TASK:
Can you render each line, from the start of the entries through the line containing "xmin=125 ymin=297 xmax=193 ymax=406", as a JSON list of strings with one string per line, omitting blank lines and leaving the pictures out?

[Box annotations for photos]
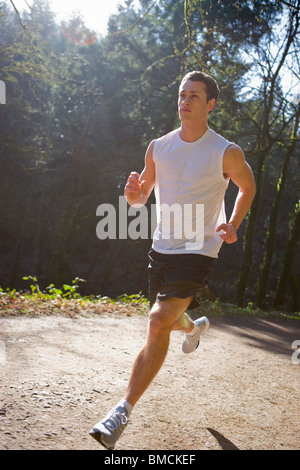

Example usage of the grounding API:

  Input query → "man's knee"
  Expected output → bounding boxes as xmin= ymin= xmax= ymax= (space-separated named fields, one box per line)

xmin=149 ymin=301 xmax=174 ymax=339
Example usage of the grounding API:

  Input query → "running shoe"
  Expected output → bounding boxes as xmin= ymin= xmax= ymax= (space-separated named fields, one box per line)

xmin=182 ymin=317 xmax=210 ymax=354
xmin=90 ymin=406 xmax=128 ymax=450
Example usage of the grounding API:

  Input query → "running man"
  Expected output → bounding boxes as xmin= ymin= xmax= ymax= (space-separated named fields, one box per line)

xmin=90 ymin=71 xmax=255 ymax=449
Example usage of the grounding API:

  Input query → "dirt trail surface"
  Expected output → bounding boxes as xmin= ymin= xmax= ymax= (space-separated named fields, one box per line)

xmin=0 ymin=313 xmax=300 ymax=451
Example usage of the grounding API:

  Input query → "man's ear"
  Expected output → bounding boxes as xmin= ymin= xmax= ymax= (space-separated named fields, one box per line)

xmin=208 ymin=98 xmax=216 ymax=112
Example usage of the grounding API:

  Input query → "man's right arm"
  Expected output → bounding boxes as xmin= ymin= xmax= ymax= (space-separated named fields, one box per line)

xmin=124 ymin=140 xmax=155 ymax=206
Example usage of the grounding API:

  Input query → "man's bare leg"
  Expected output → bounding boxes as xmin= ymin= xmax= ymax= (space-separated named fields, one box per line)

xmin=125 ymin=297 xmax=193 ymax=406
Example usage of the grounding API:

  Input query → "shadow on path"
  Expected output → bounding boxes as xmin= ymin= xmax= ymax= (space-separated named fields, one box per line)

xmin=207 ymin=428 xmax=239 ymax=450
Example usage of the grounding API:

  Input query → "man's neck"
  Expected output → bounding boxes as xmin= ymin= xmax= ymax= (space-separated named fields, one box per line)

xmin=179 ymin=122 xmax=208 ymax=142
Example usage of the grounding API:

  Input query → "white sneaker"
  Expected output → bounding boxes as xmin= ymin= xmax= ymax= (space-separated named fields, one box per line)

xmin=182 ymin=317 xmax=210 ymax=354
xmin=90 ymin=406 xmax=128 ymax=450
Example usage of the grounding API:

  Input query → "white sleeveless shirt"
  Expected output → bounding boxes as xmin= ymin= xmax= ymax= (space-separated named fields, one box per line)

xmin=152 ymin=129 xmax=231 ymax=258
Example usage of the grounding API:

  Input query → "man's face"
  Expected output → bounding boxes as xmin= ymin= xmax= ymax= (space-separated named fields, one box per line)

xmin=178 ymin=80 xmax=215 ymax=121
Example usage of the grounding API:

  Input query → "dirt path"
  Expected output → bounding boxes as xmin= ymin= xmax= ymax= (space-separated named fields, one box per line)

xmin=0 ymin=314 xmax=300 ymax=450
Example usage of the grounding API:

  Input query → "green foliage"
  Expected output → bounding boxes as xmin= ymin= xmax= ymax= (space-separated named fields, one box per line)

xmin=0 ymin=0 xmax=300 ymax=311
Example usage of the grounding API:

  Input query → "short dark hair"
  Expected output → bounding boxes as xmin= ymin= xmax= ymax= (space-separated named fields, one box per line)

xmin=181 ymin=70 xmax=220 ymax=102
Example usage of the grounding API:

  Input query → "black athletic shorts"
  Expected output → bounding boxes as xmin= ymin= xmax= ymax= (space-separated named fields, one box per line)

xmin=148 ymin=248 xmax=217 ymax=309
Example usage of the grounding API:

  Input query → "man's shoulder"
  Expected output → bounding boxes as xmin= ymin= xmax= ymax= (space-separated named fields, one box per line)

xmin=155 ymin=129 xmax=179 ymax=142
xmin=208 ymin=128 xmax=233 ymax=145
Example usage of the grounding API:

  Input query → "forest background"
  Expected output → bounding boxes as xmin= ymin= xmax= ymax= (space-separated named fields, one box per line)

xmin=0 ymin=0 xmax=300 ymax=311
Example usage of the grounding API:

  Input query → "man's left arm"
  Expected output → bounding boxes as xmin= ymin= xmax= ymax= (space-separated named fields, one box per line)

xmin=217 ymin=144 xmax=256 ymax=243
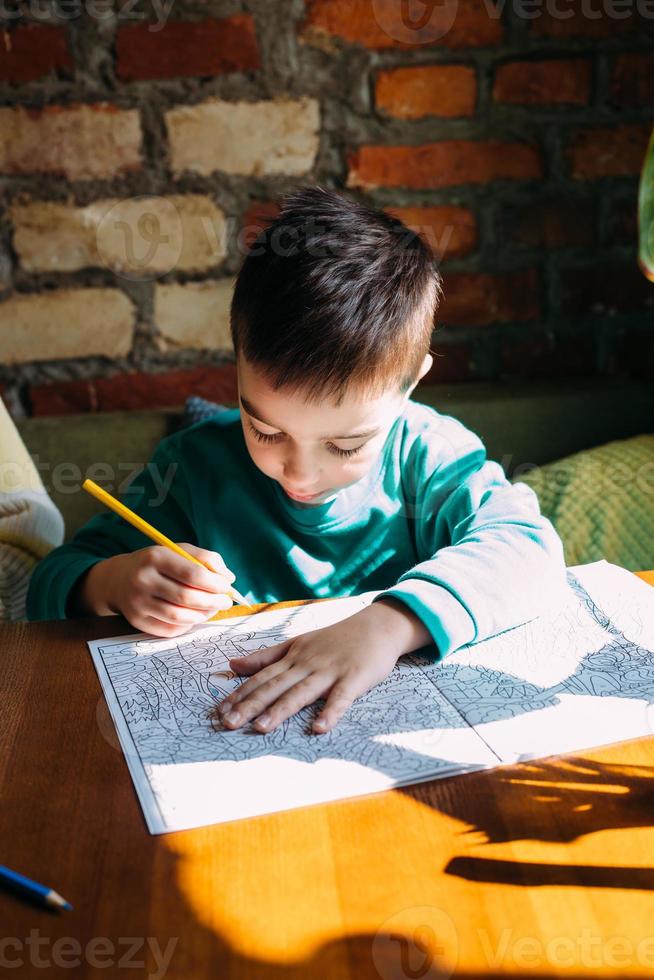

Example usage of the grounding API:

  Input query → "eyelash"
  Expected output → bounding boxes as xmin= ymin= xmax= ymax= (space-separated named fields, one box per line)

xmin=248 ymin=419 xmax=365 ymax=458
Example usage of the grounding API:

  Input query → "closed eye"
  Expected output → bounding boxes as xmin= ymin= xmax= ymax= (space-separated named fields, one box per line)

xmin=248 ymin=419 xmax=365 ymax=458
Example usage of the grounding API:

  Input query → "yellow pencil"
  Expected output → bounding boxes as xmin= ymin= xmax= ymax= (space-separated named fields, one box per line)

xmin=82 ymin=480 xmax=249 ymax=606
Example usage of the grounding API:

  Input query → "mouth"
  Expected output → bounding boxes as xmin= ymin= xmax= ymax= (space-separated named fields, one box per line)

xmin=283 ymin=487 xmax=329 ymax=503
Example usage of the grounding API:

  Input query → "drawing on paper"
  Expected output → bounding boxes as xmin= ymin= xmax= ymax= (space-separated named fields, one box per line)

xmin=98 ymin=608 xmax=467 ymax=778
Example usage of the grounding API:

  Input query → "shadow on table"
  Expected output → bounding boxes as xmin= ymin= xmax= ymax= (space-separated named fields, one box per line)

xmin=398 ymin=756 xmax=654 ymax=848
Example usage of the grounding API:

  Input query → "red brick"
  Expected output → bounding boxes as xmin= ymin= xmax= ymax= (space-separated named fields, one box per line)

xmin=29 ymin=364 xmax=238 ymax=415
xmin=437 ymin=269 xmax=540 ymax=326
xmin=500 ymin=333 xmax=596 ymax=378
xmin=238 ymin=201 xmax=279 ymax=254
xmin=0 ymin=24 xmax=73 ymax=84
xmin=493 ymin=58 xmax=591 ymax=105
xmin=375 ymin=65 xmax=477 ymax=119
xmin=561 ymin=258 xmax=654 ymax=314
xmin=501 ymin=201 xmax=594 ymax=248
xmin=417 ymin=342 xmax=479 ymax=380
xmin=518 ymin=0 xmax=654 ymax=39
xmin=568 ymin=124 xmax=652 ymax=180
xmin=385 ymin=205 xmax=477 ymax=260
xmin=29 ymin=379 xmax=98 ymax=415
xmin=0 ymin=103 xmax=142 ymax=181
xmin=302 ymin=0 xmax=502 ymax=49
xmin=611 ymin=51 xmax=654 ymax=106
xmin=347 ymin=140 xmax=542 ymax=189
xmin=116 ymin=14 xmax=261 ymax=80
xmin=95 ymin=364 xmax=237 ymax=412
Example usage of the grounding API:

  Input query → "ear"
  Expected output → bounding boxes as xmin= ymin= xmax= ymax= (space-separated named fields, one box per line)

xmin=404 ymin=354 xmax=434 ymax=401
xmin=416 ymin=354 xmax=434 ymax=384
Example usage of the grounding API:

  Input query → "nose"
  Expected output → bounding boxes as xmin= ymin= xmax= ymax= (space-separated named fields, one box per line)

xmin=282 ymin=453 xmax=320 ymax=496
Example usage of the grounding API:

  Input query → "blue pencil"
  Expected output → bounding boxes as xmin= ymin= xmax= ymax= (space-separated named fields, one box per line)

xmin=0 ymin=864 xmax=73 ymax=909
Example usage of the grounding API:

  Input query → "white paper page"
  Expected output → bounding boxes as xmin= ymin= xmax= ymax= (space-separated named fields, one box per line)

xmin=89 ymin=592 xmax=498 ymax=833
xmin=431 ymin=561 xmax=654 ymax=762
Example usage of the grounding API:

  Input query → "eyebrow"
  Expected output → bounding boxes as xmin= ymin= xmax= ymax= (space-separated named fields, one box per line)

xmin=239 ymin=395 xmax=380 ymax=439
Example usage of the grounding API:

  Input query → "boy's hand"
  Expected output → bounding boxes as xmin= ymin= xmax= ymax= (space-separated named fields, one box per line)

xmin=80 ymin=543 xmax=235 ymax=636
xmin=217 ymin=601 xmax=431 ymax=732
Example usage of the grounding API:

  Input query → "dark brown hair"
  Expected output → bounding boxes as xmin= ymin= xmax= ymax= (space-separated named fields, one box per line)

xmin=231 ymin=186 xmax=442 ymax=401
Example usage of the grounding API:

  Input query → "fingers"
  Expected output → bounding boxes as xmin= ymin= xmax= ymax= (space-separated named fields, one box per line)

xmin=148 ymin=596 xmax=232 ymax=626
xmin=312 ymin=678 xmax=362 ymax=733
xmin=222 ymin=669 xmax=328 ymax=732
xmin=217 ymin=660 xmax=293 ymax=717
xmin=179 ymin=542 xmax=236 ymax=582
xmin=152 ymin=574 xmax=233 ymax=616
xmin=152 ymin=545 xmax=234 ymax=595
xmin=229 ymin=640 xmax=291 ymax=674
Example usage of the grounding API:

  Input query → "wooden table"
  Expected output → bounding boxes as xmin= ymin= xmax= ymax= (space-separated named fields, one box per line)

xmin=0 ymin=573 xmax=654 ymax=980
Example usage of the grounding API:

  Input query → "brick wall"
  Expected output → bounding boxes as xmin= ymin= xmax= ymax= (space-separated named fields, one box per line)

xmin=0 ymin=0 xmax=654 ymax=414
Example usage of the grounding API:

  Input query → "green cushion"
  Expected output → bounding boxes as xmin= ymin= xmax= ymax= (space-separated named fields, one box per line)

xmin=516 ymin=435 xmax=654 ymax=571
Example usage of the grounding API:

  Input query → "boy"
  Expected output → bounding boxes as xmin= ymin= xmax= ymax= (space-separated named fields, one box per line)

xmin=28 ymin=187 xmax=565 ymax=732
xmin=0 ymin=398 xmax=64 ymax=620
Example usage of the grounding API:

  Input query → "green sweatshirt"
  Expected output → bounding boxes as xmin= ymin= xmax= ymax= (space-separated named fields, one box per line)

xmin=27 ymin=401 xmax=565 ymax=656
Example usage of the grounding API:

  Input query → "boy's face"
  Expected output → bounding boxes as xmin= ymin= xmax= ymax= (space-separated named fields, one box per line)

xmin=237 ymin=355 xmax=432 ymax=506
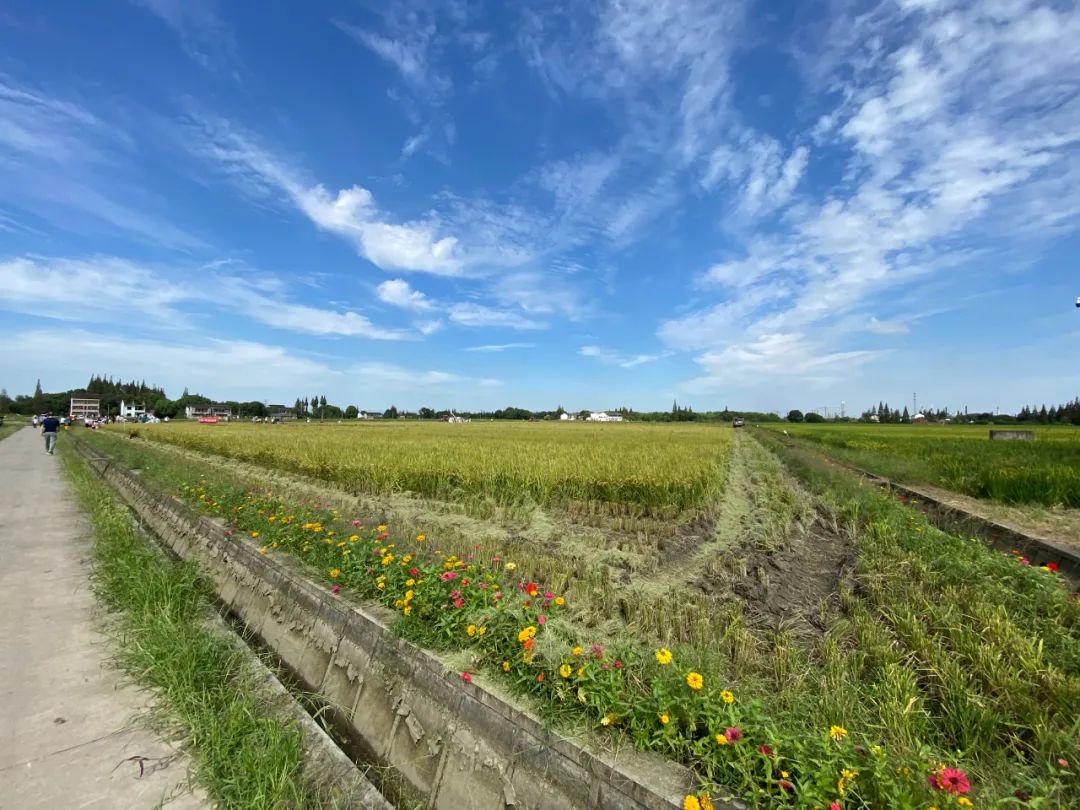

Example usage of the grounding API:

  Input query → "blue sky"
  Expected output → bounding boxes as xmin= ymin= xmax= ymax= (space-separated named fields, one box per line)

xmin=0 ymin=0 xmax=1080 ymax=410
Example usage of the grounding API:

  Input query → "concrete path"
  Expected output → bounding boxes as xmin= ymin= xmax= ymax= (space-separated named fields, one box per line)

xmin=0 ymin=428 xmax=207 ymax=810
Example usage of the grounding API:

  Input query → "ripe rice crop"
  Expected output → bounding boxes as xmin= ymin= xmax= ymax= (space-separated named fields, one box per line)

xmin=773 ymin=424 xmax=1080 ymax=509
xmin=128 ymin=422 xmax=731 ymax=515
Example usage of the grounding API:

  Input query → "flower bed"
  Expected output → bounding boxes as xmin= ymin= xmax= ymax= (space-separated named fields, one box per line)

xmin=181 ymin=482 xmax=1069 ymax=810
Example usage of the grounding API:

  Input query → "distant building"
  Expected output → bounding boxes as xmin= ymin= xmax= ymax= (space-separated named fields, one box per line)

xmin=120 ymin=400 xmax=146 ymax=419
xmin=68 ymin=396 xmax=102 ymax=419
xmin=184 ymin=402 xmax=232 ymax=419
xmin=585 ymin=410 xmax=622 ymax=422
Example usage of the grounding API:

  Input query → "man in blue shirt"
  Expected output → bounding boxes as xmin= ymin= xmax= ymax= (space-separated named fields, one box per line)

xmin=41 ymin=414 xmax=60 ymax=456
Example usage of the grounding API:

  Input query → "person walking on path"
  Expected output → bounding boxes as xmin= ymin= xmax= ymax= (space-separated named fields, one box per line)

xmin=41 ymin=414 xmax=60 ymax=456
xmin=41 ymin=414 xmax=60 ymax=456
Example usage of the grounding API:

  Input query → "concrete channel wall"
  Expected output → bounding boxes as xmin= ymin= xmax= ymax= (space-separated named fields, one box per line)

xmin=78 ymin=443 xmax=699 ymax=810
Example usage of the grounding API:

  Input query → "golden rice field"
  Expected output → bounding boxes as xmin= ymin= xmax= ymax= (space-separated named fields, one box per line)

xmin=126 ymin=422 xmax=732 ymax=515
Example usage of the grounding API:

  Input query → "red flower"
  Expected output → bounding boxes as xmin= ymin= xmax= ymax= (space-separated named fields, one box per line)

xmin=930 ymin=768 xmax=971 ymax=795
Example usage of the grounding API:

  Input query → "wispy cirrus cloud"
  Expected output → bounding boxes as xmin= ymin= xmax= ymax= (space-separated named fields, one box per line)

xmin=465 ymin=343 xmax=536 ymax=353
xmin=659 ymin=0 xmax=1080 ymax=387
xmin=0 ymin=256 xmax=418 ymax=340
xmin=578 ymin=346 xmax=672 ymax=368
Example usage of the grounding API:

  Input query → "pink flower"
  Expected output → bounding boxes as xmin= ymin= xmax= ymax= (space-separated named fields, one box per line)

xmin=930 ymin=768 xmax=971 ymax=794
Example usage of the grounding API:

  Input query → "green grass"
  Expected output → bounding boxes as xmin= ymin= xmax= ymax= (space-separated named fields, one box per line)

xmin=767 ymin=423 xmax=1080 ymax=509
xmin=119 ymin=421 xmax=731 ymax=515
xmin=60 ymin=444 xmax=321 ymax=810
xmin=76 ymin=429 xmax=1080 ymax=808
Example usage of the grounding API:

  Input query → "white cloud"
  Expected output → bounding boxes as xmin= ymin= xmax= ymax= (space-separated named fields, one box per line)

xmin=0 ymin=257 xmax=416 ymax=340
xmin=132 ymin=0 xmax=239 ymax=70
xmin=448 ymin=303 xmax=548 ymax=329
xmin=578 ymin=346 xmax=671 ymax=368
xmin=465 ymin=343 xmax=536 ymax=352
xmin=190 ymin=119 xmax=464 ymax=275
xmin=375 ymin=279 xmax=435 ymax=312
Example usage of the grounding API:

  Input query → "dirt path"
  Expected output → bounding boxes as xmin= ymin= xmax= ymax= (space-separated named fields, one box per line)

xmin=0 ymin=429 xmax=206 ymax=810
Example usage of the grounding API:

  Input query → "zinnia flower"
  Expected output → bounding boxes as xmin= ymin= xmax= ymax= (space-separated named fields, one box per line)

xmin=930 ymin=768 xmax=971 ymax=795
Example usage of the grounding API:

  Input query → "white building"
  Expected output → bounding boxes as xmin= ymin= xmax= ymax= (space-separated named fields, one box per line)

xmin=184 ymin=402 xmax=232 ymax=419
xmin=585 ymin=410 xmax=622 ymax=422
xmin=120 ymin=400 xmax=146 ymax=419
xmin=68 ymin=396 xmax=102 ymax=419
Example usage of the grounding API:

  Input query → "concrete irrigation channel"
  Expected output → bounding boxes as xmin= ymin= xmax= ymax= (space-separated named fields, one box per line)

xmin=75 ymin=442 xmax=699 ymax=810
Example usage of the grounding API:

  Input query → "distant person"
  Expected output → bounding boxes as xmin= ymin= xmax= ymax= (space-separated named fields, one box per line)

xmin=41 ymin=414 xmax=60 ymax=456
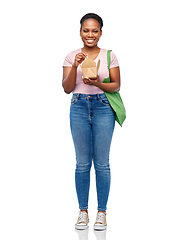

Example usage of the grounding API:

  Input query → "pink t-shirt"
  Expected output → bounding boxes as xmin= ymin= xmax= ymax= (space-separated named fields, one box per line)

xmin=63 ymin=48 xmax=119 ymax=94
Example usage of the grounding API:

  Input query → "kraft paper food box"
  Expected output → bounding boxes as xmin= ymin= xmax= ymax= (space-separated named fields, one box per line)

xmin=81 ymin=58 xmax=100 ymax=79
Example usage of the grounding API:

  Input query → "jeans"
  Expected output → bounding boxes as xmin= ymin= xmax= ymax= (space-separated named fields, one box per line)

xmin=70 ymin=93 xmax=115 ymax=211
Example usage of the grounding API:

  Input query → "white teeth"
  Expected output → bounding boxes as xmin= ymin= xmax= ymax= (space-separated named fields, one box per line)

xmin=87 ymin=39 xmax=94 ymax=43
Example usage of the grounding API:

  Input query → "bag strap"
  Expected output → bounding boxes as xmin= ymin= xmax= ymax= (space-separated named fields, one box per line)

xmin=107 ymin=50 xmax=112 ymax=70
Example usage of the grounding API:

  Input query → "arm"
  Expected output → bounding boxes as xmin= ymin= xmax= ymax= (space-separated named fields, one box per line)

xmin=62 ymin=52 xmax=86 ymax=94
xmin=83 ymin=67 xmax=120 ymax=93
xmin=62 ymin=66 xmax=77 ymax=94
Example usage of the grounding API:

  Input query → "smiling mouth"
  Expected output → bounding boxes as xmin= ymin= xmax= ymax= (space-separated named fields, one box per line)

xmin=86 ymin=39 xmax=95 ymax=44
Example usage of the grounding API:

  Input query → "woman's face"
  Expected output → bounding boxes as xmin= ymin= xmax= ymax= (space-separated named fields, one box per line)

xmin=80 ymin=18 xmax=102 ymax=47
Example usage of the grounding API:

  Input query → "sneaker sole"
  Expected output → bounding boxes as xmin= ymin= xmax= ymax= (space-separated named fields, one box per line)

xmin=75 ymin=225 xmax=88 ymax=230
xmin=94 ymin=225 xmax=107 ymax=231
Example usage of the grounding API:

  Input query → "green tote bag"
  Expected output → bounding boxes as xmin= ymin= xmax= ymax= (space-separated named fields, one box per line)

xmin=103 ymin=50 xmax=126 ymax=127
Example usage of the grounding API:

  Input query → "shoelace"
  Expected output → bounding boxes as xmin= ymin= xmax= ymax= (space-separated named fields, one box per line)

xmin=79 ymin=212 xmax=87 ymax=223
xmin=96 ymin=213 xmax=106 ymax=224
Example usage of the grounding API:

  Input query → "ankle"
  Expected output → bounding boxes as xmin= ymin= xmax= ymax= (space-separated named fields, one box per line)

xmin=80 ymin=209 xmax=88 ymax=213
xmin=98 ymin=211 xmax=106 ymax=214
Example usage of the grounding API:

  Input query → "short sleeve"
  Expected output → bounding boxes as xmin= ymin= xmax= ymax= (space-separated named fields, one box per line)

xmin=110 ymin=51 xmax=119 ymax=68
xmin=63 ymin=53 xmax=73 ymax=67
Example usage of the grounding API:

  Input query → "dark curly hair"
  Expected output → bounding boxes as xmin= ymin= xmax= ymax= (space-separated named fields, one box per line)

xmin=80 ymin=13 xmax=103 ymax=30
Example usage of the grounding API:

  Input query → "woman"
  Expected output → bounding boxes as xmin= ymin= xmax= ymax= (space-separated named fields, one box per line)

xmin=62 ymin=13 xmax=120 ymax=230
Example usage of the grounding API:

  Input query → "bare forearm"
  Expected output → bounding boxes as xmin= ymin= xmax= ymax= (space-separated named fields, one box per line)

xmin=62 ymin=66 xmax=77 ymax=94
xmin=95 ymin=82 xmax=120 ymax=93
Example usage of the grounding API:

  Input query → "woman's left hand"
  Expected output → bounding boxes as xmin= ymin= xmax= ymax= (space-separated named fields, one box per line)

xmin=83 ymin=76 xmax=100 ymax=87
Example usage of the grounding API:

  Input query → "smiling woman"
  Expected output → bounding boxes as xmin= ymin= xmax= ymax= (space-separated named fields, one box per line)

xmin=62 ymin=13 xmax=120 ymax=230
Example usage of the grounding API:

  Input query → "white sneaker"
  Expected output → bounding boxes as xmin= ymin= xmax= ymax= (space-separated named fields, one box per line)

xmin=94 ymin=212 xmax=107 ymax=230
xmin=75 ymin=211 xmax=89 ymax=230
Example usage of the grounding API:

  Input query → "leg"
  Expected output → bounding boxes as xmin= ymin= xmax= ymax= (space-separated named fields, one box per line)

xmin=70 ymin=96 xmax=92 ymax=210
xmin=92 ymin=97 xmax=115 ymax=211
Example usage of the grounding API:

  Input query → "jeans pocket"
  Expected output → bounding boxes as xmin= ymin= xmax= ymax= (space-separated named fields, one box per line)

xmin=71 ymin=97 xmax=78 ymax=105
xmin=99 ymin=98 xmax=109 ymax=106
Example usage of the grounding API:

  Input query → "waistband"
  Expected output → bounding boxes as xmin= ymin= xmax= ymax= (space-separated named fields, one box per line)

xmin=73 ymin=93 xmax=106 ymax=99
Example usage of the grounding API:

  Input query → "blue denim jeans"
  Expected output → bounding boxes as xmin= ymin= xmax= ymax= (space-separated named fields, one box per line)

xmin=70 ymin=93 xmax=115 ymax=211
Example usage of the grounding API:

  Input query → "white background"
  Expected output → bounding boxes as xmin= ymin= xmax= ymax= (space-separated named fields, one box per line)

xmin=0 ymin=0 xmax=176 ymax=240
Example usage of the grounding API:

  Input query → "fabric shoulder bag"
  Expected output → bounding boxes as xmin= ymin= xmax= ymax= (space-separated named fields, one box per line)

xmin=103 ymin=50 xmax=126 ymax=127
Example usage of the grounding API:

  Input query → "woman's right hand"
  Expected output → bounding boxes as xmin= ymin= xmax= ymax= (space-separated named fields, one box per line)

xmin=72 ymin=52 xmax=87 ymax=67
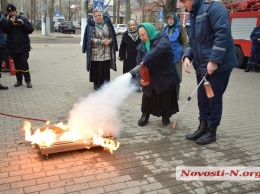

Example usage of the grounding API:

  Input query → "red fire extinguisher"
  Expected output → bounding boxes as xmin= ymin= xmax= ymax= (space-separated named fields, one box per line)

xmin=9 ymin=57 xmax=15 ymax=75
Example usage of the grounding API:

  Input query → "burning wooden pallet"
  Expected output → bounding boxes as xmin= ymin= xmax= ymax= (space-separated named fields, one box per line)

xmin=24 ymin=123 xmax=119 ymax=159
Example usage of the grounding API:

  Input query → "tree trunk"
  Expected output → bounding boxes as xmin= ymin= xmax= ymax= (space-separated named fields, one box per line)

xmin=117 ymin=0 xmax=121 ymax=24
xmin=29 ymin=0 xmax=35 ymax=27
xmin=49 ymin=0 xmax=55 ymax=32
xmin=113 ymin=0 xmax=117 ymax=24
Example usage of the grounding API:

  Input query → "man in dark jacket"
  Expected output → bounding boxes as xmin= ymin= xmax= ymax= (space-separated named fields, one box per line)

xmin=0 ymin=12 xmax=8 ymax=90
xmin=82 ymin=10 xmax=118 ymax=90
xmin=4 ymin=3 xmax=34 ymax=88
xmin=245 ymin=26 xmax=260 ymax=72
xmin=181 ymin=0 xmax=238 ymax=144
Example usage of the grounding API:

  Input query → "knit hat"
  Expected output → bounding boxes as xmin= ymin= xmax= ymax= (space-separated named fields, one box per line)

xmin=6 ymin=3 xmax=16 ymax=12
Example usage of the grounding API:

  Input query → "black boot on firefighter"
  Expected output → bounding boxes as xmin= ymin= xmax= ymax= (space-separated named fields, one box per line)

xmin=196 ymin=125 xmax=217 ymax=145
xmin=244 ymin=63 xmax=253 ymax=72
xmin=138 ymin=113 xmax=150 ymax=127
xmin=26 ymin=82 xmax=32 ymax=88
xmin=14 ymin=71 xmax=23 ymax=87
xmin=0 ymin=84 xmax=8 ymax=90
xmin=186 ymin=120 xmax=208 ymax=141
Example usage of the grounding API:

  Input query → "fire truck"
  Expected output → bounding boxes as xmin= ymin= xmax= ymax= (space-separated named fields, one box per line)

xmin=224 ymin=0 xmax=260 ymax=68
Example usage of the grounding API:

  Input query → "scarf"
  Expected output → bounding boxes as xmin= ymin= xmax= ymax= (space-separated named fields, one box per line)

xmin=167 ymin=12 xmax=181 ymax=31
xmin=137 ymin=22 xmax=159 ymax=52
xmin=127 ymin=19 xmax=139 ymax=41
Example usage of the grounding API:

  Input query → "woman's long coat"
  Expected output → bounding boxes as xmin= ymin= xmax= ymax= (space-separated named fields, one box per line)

FINISHED TASK:
[
  "Example usage of the grounding API:",
  "  Input query → \"man's knee\"",
  "  Expected output → bounding boxes as xmin= ymin= xmax= ymax= (space-separated named fields, one box per line)",
  "xmin=149 ymin=301 xmax=174 ymax=339",
  "Example usage of the grounding API:",
  "  Input query → \"running shoe\"",
  "  Expected output → bounding boxes as xmin= ymin= xmax= ymax= (space-separated named fields, one box per line)",
  "xmin=182 ymin=317 xmax=210 ymax=354",
  "xmin=90 ymin=406 xmax=128 ymax=450",
  "Example usage of the grounding API:",
  "  Input query → \"running man\"",
  "  Expected output → bounding boxes as xmin= ymin= xmax= ymax= (space-separated named fields, one box per line)",
  "xmin=90 ymin=71 xmax=255 ymax=449",
  "Example usage of the grounding API:",
  "  Input query → \"dirt trail surface\"",
  "  Expected output → bounding boxes as xmin= ymin= xmax= ymax= (space-separated named fields, one box per line)",
  "xmin=0 ymin=313 xmax=300 ymax=451",
  "Example usage of the grounding API:",
  "  Input query → \"man's ear\"",
  "  Expected output → bounding boxes as xmin= ymin= xmax= ymax= (space-separated named fields, one box per line)",
  "xmin=208 ymin=98 xmax=216 ymax=112",
  "Example usage of the grounding API:",
  "  Input query → \"man's right arm\"",
  "  Expected output → bounding boxes as xmin= ymin= xmax= ymax= (space-separated named fields, one box per line)",
  "xmin=124 ymin=140 xmax=155 ymax=206",
  "Example usage of the grounding API:",
  "  Input query → \"man's bare leg\"",
  "  Expected output → bounding boxes as xmin= ymin= xmax= ymax= (space-separated named fields, one box per line)",
  "xmin=125 ymin=297 xmax=193 ymax=406"
]